Short problem 1: List every line in the entries below that contains the word "suspension", matching case exactly.

Document segment:
Re: [R] apply formula over columns by subset of rows in a dataframe (to get a new dataframe)

2016-05-14 Thread Massimo Bressan
thank you, what a nice compact solution with ave() 

I learned something new about the subtleties of R 

let me here summarize the alternative solutions, just in case someonelse might 
be interested... 

thanks, bye 

# 

# my user function (an example) 
mynorm <- function(x) {(x - min(x, na.rm=TRUE))/(max(x, na.rm=TRUE) - min(x, 
na.rm=TRUE))} 

# my dataframe to apply the formula by blocks 
mydf<-data.frame(blocks=rep(c("a","b","c"),each=5), 
v1=round(runif(15,10,25),0), v2=round(rnorm(15,30,5),0)) 

# blocks (factors) to be used for splitting 
b <- mydf$blocks 

# 1 - split-lapply-unsplit with anonimous function to return a new df 
s <- split(mydf, b) 
l<- lapply(s, function(x) data.frame(x, v1mod=mynorm(x$v1))) 
mydf_new <- unsplit(l, mydf$blocks) 

# 2 - split-lapply-unsplit with function trasnform to return a new df 
l <- split(mydf, b) 
l <- lapply(l, transform, v1.mod = mynorm(v1)) 
mydf_new <- unsplit(l, b)

Records supplied:
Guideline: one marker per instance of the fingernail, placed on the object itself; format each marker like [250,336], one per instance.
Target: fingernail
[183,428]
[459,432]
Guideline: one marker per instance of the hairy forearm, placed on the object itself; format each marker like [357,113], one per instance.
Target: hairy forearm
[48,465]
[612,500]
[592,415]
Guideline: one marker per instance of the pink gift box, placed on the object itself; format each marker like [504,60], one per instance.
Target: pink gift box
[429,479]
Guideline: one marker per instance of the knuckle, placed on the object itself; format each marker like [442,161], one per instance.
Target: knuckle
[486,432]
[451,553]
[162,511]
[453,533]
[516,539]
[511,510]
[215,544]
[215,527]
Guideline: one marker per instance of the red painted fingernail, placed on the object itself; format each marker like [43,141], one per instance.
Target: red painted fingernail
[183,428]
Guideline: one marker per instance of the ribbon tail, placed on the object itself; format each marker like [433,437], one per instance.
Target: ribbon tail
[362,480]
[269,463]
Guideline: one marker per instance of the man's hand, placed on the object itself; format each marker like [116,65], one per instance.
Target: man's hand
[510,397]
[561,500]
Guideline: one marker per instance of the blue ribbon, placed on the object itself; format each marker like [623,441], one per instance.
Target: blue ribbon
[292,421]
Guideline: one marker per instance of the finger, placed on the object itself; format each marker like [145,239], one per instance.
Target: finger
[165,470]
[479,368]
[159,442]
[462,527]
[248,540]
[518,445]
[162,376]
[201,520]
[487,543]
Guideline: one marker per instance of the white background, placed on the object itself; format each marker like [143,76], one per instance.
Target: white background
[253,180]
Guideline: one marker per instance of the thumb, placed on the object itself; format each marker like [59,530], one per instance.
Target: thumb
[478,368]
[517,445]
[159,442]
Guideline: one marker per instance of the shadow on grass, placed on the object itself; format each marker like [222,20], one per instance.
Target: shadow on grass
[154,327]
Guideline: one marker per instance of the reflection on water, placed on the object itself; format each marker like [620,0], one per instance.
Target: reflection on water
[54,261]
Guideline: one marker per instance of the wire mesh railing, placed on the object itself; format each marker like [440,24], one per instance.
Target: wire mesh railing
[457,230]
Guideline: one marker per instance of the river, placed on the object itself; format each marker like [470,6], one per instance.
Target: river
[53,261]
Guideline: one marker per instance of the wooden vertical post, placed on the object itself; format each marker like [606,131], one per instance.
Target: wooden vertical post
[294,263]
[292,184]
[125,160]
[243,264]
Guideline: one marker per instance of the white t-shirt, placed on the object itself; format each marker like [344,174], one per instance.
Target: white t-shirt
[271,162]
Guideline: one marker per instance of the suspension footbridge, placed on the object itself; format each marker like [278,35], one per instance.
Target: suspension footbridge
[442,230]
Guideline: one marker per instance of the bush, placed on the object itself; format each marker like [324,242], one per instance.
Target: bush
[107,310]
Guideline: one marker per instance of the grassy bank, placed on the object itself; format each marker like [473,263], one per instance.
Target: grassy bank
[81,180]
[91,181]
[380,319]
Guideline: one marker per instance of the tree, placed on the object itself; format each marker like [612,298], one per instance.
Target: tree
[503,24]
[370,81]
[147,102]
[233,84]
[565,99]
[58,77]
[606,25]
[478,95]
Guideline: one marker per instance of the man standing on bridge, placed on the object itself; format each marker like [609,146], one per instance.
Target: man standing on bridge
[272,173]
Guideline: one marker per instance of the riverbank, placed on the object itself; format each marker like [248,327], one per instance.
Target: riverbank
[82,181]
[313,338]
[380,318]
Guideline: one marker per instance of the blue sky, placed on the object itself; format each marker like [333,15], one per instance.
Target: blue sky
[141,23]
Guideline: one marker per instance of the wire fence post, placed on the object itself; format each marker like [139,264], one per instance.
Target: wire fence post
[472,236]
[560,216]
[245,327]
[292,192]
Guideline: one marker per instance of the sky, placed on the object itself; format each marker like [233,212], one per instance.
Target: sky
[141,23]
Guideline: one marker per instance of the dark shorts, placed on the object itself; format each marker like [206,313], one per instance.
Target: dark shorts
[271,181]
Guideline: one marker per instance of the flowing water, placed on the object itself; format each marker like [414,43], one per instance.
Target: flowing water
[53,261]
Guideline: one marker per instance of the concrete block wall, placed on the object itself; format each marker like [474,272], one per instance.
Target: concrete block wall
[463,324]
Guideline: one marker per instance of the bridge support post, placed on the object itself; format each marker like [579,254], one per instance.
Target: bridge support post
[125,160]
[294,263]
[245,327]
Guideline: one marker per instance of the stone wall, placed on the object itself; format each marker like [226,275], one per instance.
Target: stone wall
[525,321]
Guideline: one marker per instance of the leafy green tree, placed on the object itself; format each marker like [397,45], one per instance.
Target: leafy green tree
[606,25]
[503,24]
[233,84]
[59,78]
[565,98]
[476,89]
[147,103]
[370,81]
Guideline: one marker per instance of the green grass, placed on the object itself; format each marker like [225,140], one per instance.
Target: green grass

Short problem 2: In the R mailing list post, which function does the writer call a nice compact solution?

Full answer 1:
Guideline: one marker per instance of the suspension footbridge, placed on the object itself; format each marker like [278,35], one per instance.
Target: suspension footbridge

Full answer 2: ave()